▸ **Work instruction**: Your answer should be the records, copied exactly, with the pictures removed.
Data shown: Begin
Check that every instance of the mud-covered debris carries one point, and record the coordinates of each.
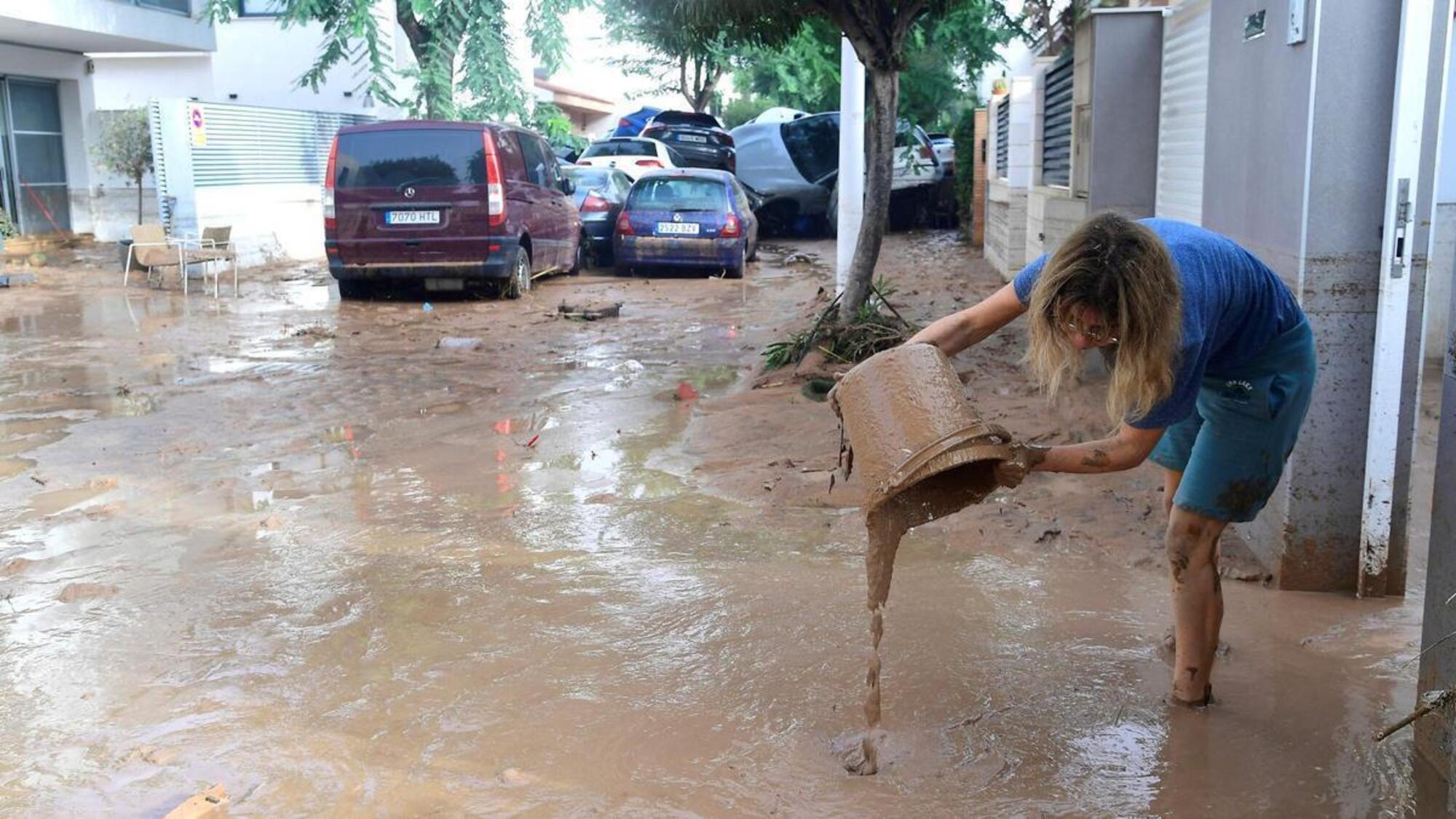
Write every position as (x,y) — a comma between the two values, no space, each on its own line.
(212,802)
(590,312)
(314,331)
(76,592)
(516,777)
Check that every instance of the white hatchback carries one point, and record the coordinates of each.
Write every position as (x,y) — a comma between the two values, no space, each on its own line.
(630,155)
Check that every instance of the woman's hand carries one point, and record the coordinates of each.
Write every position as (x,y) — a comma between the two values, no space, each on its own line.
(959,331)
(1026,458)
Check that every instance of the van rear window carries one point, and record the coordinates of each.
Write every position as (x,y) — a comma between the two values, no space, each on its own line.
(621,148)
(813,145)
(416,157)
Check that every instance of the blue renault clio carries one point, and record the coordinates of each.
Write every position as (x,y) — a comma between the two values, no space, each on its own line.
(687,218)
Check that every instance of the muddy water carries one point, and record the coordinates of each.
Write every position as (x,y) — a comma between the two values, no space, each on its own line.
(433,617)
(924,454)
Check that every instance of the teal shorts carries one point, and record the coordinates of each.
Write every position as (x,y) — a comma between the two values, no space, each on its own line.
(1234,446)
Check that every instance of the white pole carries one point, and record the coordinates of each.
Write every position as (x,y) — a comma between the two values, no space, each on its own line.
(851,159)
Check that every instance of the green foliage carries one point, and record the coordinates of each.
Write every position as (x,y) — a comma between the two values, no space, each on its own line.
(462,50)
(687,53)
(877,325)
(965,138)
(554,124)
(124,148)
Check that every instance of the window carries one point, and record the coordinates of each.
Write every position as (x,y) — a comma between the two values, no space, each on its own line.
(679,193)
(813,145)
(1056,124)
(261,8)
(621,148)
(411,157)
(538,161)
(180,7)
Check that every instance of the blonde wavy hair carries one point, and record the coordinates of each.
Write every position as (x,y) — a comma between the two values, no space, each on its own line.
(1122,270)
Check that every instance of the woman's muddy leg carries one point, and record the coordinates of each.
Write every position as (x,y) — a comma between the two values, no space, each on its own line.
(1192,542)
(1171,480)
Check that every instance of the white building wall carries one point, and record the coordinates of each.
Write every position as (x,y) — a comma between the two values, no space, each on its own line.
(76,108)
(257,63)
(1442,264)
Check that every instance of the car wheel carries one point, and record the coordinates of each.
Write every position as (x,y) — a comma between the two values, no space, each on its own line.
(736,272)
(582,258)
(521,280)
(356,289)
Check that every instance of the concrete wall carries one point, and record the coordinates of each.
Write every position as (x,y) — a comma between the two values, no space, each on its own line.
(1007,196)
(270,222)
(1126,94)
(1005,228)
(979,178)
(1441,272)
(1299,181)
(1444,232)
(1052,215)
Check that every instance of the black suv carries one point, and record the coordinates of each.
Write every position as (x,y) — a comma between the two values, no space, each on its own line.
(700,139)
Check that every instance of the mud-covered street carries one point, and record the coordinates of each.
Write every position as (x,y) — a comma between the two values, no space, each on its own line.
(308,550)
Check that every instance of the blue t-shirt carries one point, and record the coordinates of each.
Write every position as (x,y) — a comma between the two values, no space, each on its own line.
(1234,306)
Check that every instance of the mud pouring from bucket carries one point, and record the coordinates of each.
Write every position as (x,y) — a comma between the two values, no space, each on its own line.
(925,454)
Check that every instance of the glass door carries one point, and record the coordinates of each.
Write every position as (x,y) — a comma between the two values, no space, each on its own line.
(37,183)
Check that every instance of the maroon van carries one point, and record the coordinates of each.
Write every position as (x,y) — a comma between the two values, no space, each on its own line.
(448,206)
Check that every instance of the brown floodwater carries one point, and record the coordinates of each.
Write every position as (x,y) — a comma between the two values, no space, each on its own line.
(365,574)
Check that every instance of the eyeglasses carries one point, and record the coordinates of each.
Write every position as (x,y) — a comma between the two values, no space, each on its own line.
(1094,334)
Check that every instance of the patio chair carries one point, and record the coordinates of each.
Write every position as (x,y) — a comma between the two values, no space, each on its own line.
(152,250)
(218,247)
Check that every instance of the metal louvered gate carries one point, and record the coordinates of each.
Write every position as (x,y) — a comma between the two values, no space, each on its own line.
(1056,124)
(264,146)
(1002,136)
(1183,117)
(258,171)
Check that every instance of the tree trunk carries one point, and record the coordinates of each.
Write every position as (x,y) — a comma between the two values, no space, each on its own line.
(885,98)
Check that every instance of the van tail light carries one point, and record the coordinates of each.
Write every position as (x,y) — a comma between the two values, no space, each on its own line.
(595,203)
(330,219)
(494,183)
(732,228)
Data shown: End
▸ **Solution to this exercise**:
Check that every instance of the mud-covered debris carries one point, and record the coordinates of each.
Write every position as (x,y) — a comma between the two values, no space, each on its own line.
(212,802)
(590,312)
(314,331)
(76,592)
(516,777)
Check that every instance of the white hatchback carries one point, and record the coordinates of each.
Write every position as (x,y) — a comma between the two values, no space, each on its own line.
(630,155)
Check that every instance of the woman's hand carries one point, and record the coordinates of each.
Write every position as (x,y) — a comma between the two values, no space, each on its own line.
(959,331)
(1026,458)
Check that every instance of the van rear window carries one point, and record the coordinates of each.
Write every position as (x,y) — a comma between the two values, no space, each on its own line.
(621,148)
(813,145)
(416,157)
Check that every instance of the blue renault clio carries one point, and record the coordinates of each.
Write every position as (x,y) — a comma between the two values, no space, each on its own line.
(687,218)
Check that every instance of the muddy water carries one point, and record the coordinates of each.
Write every position as (x,y) — a comma between the two values, no space, each on its own line.
(433,617)
(924,454)
Check that every instance of the teal shorts carries one point, and record the coordinates of each.
Write every position as (x,y) — a comma between the two values, no space, each on its own line.
(1234,446)
Check that every instance of the white pole carries one point, and record the coordinates of each.
Write every position as (x,y) — a comma between the two values, no space, each on its own line.
(851,159)
Check that every instance of the green foliage carries one point, and record the coordinates of each.
Write every position as (x,y) — a comma between the two values, no space, each on its own line.
(462,50)
(687,53)
(877,325)
(965,138)
(554,124)
(124,148)
Check that every instance of the window carries one point, and record the coordinates of each.
Write every position as (x,y) — a comma between the two values, no space, each on its own line.
(679,193)
(813,145)
(1056,124)
(261,8)
(621,148)
(411,157)
(538,161)
(180,7)
Check that every instance of the blonde wavy hair carries one point, and record the coordinates of each.
Write every position as (x,y) — a comma between the two values, no space, each on its own line.
(1122,270)
Check that every instance of the woman's muddy leg carries one point, and record the coordinates of each.
Write every position as (x,y) — a comma between the two values, no space, each on its own line.
(1192,542)
(1171,480)
Check that every instance of the white building wall carries one point, and record the coordinates of each.
Write every position as (x,y) — a comma between the two values, no space, each on its own line.
(76,108)
(257,63)
(1442,264)
Check that every instance of the car wheel carries one point, and record the coordinates of each.
Write every position as (x,y) — a comma between the two values, no space, each on its own line.
(736,272)
(582,258)
(521,280)
(356,289)
Check that every instance of the concrete wall carries one point, and record the coordinates of each.
Write every position as (x,y) — a comma between the two values, no space, each on its own line.
(1007,196)
(270,222)
(1126,94)
(1005,228)
(979,178)
(1441,272)
(1299,181)
(1444,232)
(1052,215)
Check that every instance of the black suv carries one point, and record the coordinates of each.
Write every position as (x,y) — a comma between the two values, no space, each on its own line.
(700,139)
Check that every instance of the mud-covered street carries one point, and record the coordinates of each.
Write every position as (x,y) — a comma between the two values, no space, each on its own line.
(308,550)
Check that every instance of the blue t-shirt carries one point, and record the coordinates of each.
Write every position as (x,y) — a comma between the two values, no space, each on its own line.
(1234,306)
Check that every instance of the mud pouring from bucket carries one point, and record the coordinates of each.
Write every position as (x,y) — a comma between the two values, no space, each on its own line.
(925,454)
Check that every instance of the glass door carries one point, and record the coordinates of each.
Write every position as (x,y) — a comma between the two values, no space, each on its own line.
(37,183)
Check that every instance of the maroon van carries one point, and record the coordinates of each.
Write every position as (x,y) — a comma between the two values, no space, each on its own line.
(448,206)
Check that every instance of the brown floodwater carries one point, and record the coordinates of each.
Write every position as (x,y) — a comma between the two values, no space, each on its own line.
(365,574)
Check that every instance of the eyeglasses carries one point, and record the coordinates of each.
Write every position as (x,y) — a comma between the two values, no space, each on its own line.
(1094,334)
Check that every instance of the patio chair carries one point, and record the coordinates of each.
Write every position as (x,y) — a comma between the two values, no space, each on its own line.
(152,250)
(218,247)
Check that every instance of the metal louvered gate carries one point, and record the coordinates of each.
Write every position as (x,y) — a comma between the two values, no space, each on its own line.
(1056,124)
(264,146)
(1002,136)
(1183,117)
(258,171)
Check that every instance of the tree trunk carries one point, and record the coordinates of each.
Write every position as (x,y) — a comma between the two values, no space, each on its own line.
(885,98)
Check that every instance of the van tail light carries one point, and record the coordinates of each.
Write every position as (x,y) — a comma between the two values, no space, each on its own line.
(595,203)
(330,219)
(494,183)
(732,228)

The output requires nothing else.